<<<<
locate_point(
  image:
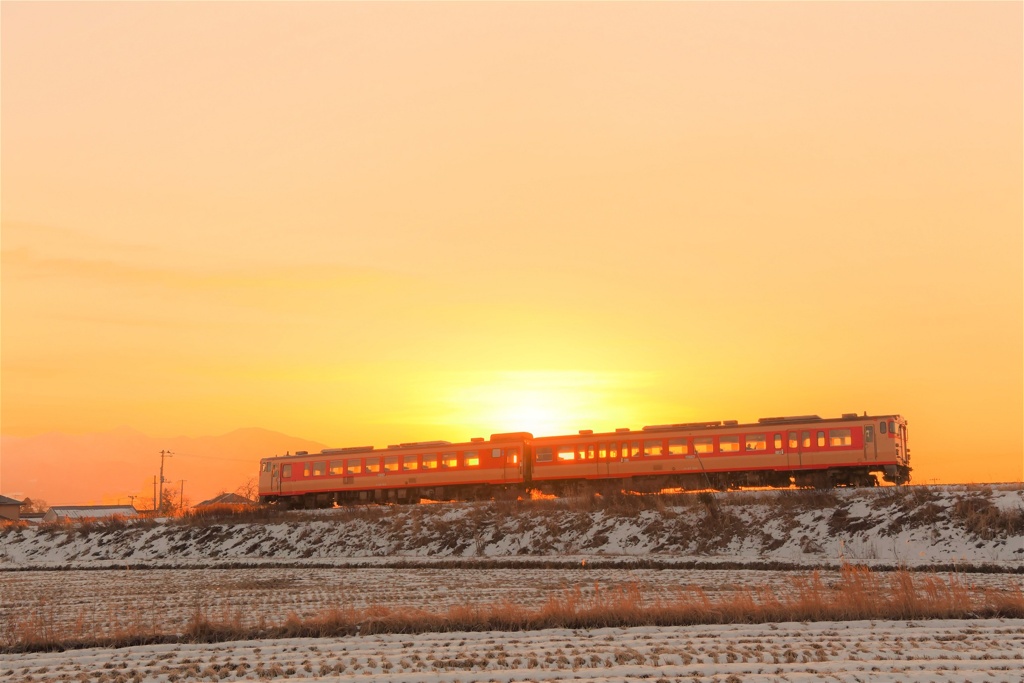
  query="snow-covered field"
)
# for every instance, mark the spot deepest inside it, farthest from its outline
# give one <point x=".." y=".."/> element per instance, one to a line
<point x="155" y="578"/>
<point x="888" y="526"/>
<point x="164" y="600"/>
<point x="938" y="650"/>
>>>>
<<<<
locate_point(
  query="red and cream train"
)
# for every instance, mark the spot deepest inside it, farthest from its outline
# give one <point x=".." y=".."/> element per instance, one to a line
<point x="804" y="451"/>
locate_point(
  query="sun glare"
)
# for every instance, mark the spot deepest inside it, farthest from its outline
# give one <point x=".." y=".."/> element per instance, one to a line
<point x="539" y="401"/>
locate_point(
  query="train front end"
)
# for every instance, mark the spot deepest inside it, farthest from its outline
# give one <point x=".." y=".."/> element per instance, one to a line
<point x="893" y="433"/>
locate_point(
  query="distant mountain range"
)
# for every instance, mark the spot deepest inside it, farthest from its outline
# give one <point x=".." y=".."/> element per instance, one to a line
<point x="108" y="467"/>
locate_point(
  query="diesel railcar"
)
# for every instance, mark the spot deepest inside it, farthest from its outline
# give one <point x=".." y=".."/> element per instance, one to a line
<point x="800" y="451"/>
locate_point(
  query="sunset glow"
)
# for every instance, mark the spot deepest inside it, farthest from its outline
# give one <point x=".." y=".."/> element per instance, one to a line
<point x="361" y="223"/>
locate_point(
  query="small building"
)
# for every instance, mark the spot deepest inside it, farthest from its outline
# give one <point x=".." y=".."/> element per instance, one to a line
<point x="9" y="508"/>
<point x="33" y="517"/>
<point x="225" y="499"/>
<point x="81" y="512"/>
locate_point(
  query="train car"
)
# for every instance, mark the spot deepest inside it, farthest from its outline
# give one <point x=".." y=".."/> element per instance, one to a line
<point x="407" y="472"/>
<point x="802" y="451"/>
>>>>
● Exercise requirements:
With "train" as the search word, count the matching lines in the records and give the number alone.

● Output:
3